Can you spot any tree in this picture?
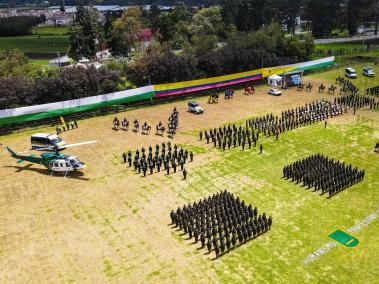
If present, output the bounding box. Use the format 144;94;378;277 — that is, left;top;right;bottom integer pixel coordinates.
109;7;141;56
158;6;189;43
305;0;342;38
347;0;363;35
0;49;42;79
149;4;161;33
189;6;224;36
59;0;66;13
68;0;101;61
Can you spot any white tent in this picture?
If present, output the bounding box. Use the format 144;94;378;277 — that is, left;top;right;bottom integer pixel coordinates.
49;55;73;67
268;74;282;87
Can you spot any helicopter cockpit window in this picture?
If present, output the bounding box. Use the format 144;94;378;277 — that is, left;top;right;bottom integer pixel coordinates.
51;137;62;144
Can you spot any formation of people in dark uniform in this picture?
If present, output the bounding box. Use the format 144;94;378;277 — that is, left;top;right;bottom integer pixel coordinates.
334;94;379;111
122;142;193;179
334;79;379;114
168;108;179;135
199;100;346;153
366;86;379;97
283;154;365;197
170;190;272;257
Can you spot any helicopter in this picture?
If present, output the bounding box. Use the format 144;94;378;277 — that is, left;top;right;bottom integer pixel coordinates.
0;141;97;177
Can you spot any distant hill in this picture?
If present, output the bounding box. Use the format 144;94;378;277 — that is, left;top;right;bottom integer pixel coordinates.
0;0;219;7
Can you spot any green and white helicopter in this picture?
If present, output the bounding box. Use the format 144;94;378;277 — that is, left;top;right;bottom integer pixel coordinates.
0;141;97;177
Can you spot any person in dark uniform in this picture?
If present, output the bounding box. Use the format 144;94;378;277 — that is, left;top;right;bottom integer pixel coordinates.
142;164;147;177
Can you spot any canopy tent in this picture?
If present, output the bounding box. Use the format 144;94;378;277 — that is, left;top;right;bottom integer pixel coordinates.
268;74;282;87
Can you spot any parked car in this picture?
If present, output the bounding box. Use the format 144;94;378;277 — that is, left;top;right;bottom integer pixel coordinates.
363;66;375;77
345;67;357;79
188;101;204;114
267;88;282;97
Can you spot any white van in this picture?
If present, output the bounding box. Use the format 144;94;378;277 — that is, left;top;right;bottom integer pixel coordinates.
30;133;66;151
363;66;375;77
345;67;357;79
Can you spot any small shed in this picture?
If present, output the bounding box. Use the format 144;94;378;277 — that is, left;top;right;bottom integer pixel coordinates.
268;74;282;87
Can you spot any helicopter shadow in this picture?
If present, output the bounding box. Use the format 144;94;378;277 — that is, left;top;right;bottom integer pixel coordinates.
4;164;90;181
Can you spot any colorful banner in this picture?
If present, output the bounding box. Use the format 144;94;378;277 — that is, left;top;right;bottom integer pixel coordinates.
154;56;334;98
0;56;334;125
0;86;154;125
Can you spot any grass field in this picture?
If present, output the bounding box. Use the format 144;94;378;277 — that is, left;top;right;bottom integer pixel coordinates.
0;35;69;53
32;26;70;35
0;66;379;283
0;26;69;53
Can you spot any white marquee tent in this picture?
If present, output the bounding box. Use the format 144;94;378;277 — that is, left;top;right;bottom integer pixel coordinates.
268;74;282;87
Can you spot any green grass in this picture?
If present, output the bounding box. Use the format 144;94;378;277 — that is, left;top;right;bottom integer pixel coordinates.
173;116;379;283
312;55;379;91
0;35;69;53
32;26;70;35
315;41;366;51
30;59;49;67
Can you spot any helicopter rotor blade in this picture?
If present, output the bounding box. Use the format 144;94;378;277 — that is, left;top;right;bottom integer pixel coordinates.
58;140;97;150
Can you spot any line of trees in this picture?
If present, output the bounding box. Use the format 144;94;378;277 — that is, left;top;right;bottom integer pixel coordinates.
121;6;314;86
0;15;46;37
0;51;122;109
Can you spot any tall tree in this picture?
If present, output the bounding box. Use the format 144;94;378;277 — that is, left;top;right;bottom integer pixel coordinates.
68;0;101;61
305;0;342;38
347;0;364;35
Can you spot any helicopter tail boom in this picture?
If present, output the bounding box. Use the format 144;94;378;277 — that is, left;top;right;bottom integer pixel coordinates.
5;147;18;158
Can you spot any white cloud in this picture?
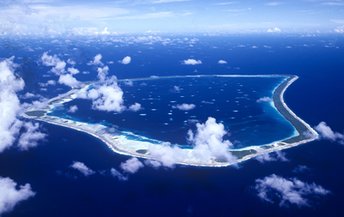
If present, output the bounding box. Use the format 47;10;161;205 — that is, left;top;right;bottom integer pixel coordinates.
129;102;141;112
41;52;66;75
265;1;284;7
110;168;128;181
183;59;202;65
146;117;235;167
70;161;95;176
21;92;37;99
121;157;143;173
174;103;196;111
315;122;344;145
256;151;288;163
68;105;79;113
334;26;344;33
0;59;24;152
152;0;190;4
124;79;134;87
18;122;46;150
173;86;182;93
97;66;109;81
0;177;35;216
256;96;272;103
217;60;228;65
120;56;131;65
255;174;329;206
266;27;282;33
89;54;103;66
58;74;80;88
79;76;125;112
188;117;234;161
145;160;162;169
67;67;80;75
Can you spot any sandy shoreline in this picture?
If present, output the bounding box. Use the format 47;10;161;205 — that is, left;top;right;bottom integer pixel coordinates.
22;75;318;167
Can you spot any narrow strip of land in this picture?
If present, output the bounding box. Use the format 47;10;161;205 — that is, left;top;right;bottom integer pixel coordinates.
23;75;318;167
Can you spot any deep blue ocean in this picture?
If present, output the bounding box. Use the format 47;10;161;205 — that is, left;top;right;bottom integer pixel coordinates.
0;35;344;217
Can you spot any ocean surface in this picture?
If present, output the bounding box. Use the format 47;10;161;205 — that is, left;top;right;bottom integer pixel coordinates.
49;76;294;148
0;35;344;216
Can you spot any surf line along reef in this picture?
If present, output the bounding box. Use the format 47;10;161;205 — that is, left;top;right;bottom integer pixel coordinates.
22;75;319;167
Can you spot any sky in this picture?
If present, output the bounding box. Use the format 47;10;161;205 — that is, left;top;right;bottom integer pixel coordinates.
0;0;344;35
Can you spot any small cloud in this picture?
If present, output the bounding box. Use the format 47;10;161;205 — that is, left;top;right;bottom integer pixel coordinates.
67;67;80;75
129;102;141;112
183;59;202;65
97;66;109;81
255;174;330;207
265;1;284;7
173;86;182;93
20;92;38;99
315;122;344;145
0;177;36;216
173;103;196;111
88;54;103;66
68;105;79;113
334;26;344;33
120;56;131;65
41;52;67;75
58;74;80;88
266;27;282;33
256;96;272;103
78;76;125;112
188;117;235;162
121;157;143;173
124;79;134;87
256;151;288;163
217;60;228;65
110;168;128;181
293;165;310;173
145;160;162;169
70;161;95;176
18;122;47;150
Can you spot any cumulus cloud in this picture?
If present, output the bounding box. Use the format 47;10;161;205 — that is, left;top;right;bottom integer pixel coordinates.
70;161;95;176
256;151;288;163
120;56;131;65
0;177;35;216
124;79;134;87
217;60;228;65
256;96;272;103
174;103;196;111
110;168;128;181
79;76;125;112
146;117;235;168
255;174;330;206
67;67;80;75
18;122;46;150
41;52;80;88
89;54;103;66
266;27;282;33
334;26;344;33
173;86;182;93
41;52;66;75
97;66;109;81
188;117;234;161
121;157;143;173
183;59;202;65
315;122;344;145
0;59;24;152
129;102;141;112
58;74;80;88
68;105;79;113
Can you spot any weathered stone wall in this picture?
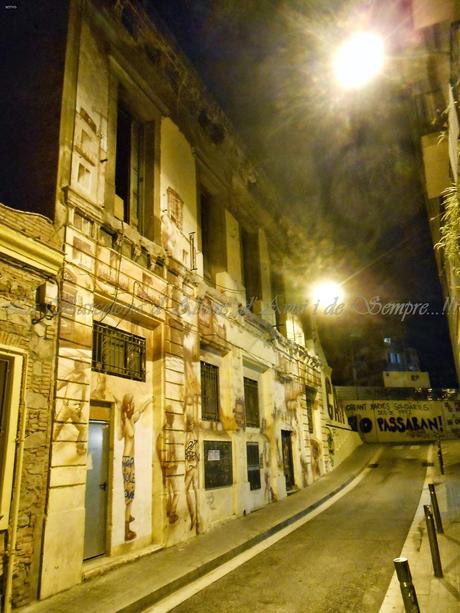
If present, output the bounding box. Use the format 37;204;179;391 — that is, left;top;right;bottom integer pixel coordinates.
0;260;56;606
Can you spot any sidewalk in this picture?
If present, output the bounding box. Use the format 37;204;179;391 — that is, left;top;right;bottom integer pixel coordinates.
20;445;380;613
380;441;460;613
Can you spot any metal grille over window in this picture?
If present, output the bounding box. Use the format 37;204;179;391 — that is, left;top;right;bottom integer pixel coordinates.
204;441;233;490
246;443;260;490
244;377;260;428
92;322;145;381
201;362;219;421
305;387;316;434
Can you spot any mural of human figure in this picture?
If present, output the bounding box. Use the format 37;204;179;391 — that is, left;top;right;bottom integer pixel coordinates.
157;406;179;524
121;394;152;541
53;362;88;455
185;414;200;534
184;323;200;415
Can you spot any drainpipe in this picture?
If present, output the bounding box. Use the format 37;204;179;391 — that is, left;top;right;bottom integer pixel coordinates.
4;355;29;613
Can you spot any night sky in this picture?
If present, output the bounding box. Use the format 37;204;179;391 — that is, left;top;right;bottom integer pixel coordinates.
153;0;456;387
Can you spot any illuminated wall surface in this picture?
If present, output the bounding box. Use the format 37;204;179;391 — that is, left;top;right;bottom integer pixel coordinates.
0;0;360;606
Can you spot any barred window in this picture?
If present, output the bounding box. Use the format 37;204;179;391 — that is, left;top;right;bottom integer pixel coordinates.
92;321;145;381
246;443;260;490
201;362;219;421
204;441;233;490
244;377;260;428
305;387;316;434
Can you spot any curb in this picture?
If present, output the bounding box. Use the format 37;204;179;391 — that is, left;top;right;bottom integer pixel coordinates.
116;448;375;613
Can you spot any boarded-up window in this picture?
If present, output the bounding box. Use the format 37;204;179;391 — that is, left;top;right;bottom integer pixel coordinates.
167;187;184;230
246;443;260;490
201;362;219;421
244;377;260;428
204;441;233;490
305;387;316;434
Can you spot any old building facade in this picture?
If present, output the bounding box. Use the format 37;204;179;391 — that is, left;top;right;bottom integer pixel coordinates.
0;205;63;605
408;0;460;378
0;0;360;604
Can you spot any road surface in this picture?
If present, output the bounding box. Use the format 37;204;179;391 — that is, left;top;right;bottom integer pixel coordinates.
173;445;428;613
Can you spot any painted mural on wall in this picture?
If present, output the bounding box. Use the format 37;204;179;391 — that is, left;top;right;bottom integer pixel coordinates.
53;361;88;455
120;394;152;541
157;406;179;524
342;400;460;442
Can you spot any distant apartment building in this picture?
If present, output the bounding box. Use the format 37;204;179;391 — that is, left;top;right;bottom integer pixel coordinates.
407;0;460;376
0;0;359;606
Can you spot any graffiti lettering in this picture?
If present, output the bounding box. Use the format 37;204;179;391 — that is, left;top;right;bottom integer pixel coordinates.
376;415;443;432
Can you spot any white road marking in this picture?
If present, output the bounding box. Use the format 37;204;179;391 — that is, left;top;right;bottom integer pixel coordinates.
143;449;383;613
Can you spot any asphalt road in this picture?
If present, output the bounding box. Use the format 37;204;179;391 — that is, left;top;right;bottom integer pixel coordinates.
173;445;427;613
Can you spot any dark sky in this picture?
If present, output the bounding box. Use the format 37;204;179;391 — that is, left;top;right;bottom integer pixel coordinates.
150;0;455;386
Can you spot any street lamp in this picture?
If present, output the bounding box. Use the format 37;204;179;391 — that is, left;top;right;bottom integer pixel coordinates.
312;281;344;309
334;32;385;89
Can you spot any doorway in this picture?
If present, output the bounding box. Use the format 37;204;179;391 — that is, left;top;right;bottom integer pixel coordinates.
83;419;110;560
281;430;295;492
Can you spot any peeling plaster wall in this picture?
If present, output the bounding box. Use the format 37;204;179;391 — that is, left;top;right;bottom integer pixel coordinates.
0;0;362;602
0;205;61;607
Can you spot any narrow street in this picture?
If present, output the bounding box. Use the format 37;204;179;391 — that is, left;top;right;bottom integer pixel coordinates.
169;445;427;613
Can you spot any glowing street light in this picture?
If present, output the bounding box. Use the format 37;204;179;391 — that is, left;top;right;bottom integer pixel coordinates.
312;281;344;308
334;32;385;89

= = = =

*Problem to solve:*
Count how many lines of the items above contain the string "window", and reply with only that number.

*Answer to this task:*
4